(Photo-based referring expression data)

*** Begin section ***

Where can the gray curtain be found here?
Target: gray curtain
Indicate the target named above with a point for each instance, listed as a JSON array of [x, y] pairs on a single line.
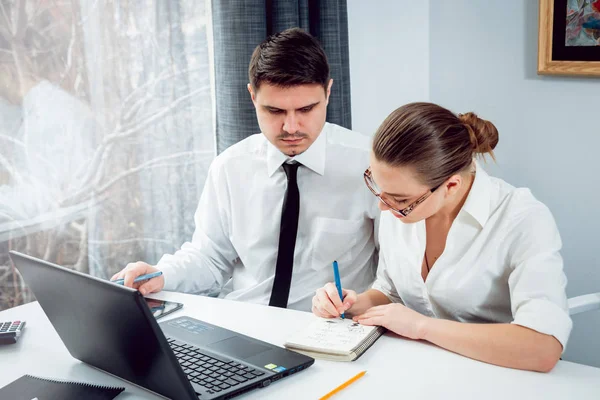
[[240, 25]]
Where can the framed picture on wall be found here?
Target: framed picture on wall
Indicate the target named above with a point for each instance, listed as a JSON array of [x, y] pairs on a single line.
[[569, 37]]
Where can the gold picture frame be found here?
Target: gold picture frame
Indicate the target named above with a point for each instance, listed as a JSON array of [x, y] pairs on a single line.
[[548, 32]]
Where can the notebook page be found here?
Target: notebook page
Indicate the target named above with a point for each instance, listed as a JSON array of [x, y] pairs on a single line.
[[331, 335]]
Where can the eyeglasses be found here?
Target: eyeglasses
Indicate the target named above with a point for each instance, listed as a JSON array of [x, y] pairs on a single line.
[[404, 211]]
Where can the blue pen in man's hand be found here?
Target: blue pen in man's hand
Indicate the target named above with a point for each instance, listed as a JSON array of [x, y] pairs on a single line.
[[139, 278], [338, 283]]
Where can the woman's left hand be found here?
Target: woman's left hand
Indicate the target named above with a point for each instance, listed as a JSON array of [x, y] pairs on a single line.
[[396, 318]]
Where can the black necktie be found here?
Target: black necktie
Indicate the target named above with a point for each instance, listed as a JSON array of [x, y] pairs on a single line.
[[287, 239]]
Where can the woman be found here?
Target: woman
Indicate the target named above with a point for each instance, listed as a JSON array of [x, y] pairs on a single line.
[[467, 261]]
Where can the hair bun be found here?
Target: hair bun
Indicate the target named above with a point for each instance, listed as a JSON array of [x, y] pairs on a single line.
[[483, 134]]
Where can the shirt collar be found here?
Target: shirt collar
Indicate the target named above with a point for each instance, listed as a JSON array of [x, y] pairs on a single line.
[[313, 157], [478, 201]]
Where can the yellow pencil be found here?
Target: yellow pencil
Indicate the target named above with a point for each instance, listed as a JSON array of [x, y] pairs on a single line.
[[344, 385]]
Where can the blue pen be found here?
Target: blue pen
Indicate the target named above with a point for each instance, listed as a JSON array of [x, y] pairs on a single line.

*** End section ***

Pictures are to be left out, and the lines from the beginning of the records through the line with "Target: notebook page" are to be printed exactly, with nothing added.

Exercise response:
Where can the gray curtain be found here?
Target: gray curtain
Indicate the target named above with a point for each instance, listed as a JSON array of [x, y] pairs on a single line.
[[240, 25]]
Where can the framed picture on wall be found here?
Target: framed picture on wall
Indicate the target named above with a point for each instance, listed as a JSON array of [x, y] pairs on a single line.
[[569, 37]]
Where can the gold picture frame be found here?
Target: gold picture frame
Indicate the target named above with a point for each instance, listed as a JSON array of [x, y] pairs on a single line.
[[548, 32]]
Where can the notebook page be found here?
Target: notebook page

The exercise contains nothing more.